_RECORD EXTRACTS_.
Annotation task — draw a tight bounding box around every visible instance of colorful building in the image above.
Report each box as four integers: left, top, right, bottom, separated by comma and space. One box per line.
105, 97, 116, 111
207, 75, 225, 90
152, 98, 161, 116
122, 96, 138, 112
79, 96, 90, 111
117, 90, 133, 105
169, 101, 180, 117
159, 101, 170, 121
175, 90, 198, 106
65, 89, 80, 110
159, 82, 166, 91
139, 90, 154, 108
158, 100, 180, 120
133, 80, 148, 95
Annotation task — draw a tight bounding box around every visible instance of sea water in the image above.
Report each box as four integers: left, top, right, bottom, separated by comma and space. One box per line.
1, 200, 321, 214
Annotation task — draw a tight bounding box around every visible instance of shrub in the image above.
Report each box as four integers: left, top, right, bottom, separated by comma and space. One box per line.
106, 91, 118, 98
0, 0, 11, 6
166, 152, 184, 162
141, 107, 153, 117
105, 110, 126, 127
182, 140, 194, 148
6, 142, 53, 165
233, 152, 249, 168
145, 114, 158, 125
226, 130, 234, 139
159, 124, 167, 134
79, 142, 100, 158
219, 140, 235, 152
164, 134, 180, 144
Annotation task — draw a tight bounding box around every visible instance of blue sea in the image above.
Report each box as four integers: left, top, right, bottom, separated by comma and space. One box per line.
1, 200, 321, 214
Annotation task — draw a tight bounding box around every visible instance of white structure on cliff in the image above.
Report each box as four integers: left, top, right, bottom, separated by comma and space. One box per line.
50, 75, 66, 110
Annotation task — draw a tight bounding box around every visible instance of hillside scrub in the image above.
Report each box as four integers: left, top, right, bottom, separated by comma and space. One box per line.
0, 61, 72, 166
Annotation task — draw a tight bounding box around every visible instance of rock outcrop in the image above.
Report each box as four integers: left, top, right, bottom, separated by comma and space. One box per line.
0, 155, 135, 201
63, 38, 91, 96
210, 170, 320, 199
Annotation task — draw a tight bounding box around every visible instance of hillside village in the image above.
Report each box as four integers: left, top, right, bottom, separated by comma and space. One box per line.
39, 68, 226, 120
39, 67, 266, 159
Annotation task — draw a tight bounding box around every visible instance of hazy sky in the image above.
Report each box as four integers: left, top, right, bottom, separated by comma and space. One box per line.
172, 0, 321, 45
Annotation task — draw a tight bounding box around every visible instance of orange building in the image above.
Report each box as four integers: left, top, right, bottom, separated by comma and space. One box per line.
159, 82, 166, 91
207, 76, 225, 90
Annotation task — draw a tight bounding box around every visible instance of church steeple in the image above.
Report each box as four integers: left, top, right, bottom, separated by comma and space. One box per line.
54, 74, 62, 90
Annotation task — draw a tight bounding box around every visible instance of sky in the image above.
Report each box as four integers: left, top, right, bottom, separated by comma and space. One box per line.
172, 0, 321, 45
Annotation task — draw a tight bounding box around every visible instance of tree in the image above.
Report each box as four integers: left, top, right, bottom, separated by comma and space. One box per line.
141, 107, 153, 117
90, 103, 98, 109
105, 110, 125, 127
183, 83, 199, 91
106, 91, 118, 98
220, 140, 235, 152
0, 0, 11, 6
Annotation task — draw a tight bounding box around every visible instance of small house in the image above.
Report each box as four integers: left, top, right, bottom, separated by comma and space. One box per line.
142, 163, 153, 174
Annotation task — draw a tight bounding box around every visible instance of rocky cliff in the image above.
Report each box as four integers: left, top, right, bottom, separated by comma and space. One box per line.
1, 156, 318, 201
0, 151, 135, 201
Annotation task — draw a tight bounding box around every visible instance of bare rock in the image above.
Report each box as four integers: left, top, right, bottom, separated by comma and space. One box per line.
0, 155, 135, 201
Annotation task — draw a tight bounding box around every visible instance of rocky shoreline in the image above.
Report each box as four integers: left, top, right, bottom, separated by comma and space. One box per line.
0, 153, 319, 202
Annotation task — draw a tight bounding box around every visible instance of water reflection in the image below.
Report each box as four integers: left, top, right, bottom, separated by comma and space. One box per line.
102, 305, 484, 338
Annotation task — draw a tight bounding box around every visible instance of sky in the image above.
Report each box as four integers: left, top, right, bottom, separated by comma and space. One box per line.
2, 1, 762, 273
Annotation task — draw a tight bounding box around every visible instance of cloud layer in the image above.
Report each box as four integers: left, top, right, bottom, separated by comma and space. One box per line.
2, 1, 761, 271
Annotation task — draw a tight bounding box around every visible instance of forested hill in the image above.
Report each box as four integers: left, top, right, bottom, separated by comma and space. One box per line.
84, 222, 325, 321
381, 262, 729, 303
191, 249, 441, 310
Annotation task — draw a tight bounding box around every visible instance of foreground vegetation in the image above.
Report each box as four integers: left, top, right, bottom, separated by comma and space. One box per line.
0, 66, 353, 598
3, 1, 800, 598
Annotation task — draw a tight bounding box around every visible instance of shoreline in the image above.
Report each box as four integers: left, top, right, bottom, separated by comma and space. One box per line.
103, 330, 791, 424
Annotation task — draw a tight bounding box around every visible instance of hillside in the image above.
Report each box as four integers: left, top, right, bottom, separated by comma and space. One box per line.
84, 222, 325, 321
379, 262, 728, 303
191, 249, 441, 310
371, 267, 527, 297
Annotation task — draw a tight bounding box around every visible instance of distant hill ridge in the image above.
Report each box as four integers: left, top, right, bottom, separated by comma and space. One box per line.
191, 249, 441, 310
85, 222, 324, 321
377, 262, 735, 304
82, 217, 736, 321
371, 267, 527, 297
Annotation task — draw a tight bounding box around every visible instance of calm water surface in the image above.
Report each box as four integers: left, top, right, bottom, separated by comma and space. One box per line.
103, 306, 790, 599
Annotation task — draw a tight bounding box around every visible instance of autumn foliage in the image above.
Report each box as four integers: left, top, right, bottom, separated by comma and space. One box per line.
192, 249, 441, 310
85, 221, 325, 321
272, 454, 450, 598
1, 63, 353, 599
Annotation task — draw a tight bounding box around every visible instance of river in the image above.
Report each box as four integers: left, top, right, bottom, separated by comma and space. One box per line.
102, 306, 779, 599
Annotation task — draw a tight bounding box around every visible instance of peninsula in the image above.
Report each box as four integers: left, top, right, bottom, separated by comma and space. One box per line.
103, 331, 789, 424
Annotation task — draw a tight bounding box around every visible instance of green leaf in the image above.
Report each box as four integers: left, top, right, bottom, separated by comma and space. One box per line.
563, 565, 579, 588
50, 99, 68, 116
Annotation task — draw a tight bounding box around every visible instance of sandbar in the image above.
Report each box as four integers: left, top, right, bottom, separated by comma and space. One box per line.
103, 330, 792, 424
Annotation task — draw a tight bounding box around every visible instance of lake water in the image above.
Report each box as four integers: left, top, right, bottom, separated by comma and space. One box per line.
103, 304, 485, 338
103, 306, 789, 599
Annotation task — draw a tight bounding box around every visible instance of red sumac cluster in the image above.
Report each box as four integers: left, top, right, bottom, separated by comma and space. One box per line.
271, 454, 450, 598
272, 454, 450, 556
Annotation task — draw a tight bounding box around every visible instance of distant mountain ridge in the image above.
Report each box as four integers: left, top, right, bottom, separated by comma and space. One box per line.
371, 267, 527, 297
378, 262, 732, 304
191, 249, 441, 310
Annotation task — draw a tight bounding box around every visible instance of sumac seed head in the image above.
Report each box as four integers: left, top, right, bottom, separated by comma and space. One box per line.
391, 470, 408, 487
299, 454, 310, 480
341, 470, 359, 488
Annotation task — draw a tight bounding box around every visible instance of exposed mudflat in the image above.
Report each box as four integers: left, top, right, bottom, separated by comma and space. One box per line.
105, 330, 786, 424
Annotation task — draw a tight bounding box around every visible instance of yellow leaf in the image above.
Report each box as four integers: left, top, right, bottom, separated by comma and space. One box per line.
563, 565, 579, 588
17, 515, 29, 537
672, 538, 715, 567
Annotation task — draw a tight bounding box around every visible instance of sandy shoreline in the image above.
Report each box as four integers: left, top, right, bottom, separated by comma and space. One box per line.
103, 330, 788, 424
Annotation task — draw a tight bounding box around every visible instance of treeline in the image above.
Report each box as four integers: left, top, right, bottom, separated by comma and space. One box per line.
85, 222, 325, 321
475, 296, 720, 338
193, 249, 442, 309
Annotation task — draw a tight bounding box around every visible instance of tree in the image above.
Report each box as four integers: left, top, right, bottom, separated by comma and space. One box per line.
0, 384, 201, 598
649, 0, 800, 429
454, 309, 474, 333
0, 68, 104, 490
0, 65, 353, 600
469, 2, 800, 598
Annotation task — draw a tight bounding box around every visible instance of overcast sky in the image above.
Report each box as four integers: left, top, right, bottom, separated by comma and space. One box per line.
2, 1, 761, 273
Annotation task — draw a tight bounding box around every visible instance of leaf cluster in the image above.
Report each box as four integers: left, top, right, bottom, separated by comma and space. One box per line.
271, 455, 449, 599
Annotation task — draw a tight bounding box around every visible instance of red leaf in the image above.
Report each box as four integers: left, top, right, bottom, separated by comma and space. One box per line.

_PROMPT_. When a line in the material includes the word "water", copy it out.

_YOUR SOLUTION_.
Annotation task — draw a tight bounding box around every visible instance of sea water in the image above.
Annotation task — draw a tight bounding box around every visible instance of water reflection in the image below.
Annotation task — draw a tight bounding box around every visible instance of calm water surface in the image above.
Annotation task — draw a tight bounding box around every visible instance of lake water in the image above.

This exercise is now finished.